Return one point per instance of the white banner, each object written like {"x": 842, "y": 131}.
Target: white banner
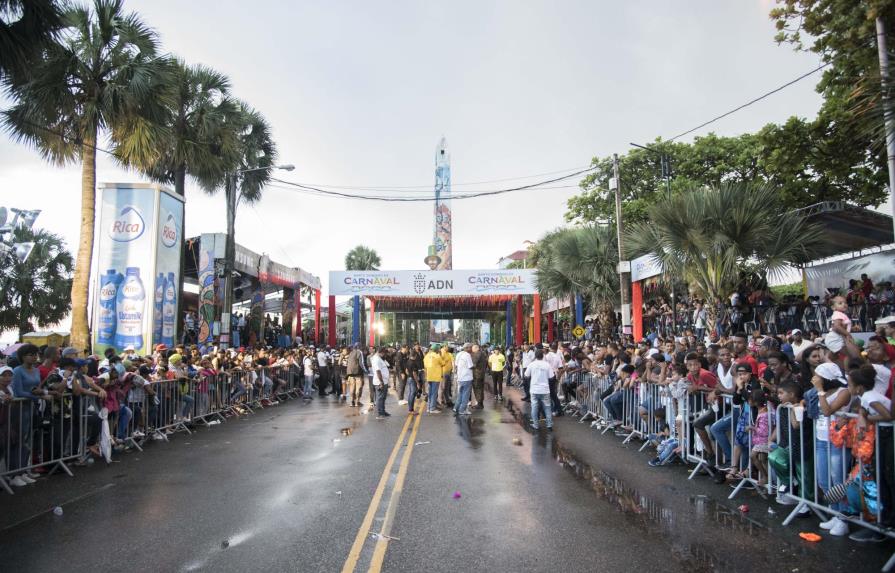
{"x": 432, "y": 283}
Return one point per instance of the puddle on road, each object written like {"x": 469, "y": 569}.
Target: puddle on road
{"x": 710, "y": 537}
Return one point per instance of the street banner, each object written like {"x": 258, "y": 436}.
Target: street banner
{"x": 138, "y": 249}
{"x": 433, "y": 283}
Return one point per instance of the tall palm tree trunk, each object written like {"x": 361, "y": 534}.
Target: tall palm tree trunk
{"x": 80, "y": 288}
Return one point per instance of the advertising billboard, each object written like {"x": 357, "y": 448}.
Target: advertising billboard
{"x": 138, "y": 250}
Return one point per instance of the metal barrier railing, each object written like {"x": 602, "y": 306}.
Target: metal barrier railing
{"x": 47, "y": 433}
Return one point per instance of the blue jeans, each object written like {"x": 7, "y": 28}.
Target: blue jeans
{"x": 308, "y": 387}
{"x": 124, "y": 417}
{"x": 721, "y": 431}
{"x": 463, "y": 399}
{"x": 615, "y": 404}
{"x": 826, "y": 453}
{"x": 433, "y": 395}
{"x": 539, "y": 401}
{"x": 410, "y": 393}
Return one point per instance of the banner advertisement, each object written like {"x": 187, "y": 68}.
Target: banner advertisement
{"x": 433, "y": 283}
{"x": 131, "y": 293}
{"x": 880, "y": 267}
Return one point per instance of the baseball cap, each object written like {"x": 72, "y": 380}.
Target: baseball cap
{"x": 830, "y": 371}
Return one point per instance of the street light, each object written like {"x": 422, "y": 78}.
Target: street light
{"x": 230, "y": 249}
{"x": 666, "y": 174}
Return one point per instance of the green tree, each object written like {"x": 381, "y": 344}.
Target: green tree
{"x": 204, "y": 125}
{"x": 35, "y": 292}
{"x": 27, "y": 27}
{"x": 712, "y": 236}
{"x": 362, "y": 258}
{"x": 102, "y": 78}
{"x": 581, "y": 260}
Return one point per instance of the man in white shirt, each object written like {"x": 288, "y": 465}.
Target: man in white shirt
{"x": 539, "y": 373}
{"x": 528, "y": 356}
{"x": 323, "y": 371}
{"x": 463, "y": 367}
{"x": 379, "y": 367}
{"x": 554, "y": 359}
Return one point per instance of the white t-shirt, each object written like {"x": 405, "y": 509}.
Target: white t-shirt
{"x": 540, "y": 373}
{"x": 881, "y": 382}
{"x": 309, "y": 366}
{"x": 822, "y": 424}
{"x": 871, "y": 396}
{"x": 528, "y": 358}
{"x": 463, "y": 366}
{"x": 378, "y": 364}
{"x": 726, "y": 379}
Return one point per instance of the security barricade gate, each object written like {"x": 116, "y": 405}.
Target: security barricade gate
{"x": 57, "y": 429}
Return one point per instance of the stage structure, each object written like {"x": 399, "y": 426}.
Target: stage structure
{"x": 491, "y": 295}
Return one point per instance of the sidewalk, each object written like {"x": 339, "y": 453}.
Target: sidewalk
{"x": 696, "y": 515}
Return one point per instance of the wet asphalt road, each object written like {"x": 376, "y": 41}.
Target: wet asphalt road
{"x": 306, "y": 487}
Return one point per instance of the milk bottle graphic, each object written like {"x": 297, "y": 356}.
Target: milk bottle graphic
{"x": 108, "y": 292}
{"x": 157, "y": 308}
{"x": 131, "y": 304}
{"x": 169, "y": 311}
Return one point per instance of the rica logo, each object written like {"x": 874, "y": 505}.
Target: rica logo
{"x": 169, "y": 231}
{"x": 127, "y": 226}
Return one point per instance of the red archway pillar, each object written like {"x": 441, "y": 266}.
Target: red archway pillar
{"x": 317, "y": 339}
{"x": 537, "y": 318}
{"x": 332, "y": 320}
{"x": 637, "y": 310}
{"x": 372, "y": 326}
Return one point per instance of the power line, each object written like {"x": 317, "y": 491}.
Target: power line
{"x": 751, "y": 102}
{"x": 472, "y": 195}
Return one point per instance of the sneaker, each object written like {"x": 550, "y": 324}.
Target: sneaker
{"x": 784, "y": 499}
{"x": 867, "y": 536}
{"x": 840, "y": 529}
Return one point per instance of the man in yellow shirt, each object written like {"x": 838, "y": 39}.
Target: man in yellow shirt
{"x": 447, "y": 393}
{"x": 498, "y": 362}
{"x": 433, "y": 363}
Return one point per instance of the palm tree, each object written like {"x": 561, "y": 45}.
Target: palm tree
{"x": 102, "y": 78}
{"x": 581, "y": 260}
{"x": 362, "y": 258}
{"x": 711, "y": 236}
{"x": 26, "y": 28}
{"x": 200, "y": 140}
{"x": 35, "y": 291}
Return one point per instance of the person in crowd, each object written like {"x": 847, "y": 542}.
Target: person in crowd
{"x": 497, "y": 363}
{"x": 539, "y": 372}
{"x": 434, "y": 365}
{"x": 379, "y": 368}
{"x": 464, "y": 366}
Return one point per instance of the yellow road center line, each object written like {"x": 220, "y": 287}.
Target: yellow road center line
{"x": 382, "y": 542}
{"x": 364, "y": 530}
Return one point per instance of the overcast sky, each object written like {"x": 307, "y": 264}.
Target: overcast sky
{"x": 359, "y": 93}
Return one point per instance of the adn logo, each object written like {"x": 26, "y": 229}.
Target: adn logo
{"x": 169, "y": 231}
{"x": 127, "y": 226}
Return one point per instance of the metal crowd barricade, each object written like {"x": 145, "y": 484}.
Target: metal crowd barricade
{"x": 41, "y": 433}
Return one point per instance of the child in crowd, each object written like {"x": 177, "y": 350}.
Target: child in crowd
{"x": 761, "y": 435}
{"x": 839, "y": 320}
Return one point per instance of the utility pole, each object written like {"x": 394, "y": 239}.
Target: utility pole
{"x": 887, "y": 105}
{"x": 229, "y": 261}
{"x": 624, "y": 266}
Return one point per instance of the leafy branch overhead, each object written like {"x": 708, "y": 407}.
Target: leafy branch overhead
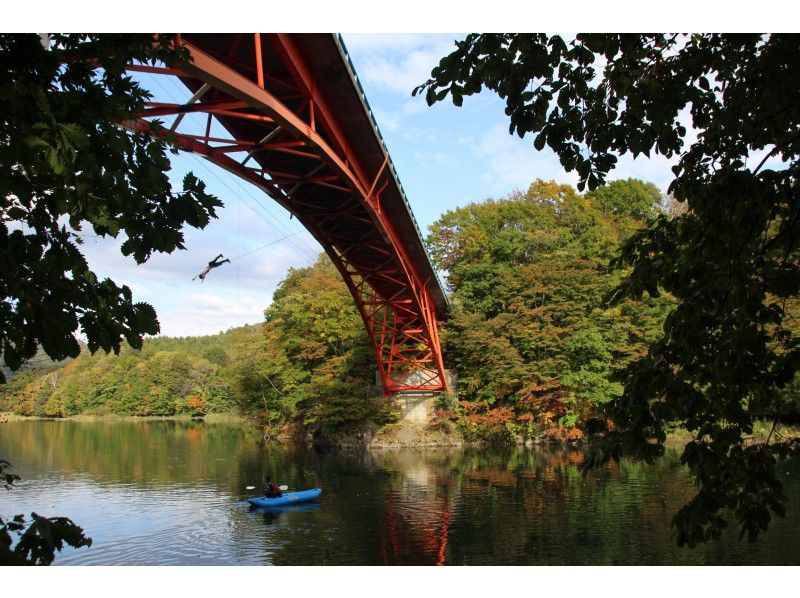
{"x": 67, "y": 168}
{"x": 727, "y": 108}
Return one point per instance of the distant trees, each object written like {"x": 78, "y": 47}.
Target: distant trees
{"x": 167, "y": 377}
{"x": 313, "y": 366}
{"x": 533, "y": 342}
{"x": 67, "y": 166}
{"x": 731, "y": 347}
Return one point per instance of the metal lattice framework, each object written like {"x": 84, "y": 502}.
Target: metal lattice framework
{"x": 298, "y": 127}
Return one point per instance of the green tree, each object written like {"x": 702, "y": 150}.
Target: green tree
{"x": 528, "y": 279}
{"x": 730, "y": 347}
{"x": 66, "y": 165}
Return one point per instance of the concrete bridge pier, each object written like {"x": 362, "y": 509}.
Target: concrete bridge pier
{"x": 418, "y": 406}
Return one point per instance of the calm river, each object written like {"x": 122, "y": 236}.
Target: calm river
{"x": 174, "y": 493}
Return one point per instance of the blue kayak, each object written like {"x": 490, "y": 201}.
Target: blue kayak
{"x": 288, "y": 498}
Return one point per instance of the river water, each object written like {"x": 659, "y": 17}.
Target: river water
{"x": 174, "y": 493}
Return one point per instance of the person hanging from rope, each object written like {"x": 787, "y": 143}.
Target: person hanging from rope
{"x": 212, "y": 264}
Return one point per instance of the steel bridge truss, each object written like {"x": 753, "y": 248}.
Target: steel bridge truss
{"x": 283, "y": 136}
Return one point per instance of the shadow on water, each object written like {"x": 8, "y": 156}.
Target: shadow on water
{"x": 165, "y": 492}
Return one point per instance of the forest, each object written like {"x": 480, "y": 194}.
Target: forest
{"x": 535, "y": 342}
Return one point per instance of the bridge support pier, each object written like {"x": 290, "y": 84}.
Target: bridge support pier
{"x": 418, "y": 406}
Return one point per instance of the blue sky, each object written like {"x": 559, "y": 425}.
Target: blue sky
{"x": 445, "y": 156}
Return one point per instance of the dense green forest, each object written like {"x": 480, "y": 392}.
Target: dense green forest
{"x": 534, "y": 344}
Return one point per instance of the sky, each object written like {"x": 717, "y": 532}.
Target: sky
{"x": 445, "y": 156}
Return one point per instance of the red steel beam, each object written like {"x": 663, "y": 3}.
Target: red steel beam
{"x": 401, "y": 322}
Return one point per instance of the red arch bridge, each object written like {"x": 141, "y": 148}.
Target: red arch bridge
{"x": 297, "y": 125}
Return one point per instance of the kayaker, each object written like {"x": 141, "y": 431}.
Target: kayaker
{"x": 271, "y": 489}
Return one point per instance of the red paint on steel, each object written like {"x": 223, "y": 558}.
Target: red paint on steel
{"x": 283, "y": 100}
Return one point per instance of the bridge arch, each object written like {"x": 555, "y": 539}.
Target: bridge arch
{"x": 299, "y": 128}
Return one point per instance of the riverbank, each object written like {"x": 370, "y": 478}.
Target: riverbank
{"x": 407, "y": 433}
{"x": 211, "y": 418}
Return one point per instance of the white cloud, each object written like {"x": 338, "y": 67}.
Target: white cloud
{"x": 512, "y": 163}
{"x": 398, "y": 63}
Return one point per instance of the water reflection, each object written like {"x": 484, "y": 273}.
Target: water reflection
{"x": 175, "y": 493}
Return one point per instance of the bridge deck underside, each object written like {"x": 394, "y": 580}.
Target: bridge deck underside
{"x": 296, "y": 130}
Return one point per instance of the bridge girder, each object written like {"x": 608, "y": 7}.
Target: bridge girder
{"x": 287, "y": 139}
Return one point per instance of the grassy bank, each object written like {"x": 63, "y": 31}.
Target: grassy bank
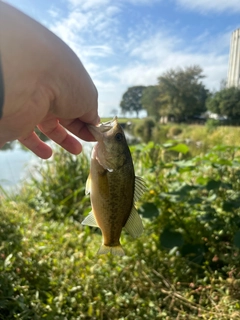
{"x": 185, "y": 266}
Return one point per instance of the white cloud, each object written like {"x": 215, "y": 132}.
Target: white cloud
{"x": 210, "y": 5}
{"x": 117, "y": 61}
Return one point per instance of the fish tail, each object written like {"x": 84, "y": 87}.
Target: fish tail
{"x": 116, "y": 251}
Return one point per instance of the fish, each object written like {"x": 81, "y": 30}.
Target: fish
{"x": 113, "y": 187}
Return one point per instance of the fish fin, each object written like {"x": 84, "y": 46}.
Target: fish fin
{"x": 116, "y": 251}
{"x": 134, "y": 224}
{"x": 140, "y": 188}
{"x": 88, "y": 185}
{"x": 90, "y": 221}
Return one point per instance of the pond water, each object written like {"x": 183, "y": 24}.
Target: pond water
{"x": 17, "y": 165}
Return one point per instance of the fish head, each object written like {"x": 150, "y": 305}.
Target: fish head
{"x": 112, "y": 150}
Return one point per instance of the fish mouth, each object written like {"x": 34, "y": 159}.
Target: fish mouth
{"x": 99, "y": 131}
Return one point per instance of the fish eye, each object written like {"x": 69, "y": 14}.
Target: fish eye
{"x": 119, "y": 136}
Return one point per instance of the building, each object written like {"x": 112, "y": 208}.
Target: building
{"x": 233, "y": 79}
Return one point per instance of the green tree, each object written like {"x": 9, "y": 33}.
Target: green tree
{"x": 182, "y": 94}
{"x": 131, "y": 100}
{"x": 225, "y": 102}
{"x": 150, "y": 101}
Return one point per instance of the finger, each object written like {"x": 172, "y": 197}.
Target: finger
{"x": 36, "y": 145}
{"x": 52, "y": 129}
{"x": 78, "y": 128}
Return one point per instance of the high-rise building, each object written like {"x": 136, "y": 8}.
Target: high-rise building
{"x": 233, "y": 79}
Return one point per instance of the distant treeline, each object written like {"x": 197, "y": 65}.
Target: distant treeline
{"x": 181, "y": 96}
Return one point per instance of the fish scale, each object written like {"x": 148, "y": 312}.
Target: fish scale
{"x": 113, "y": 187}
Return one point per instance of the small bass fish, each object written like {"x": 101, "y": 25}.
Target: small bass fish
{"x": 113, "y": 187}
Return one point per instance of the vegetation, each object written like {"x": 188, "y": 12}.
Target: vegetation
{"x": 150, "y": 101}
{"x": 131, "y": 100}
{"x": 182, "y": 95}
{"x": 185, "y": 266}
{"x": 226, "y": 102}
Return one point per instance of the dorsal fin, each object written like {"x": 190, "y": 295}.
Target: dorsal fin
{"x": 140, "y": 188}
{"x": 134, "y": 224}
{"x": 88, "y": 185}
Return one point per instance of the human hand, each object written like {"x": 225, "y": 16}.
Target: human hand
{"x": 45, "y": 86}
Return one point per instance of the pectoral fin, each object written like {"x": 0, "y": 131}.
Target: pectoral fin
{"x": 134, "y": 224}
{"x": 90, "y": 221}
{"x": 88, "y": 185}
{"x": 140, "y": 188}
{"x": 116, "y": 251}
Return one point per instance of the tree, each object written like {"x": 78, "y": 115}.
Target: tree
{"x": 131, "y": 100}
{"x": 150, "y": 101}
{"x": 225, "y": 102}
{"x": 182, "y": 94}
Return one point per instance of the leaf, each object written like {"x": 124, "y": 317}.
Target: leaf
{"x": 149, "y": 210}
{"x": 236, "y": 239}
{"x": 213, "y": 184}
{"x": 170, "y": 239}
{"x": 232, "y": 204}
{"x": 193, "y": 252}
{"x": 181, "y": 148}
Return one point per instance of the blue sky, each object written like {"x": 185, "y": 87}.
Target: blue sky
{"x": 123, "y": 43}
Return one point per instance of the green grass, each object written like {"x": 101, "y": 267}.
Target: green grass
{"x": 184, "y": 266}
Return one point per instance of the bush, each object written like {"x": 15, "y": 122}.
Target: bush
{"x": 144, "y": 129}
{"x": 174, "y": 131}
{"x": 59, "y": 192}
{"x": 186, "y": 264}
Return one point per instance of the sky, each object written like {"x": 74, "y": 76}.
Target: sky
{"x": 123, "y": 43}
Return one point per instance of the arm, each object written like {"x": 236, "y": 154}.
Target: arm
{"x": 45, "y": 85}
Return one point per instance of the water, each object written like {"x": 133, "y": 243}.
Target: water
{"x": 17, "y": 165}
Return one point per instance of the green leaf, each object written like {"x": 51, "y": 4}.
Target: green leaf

» Work item
Look above for the line that contains "Return one point per instance of the man in yellow". Starting there, transcribe every line exactly until you have copied the line that contains "Return one point per instance of the child".

» Solution to this exercise
Return one point per instance of the man in yellow shirt, each object written like {"x": 838, "y": 39}.
Target: man in yellow shirt
{"x": 447, "y": 393}
{"x": 498, "y": 362}
{"x": 433, "y": 363}
Return one point per instance of the palm tree, each object written like {"x": 561, "y": 45}.
Target: palm tree
{"x": 102, "y": 78}
{"x": 581, "y": 260}
{"x": 362, "y": 258}
{"x": 711, "y": 236}
{"x": 26, "y": 28}
{"x": 200, "y": 140}
{"x": 35, "y": 291}
Return one point per instance of the person in crowd, each object written like {"x": 847, "y": 542}.
Target: person in crowd
{"x": 497, "y": 363}
{"x": 539, "y": 372}
{"x": 434, "y": 365}
{"x": 379, "y": 368}
{"x": 464, "y": 366}
Return one point per instance of the yellow road center line, each object written like {"x": 220, "y": 287}.
Target: yellow road center line
{"x": 382, "y": 542}
{"x": 364, "y": 530}
Return one point per instance of the overcast sky, each object written like {"x": 307, "y": 264}.
Target: overcast sky
{"x": 359, "y": 93}
Return one point per instance of the adn logo, each object written like {"x": 26, "y": 229}.
Target: adn logo
{"x": 169, "y": 231}
{"x": 127, "y": 226}
Return one point per instance of the metal crowd barricade, each object written like {"x": 145, "y": 484}.
Target: metal crowd barricade
{"x": 41, "y": 433}
Return one point per instance of the child in crowd, each object written like {"x": 177, "y": 350}.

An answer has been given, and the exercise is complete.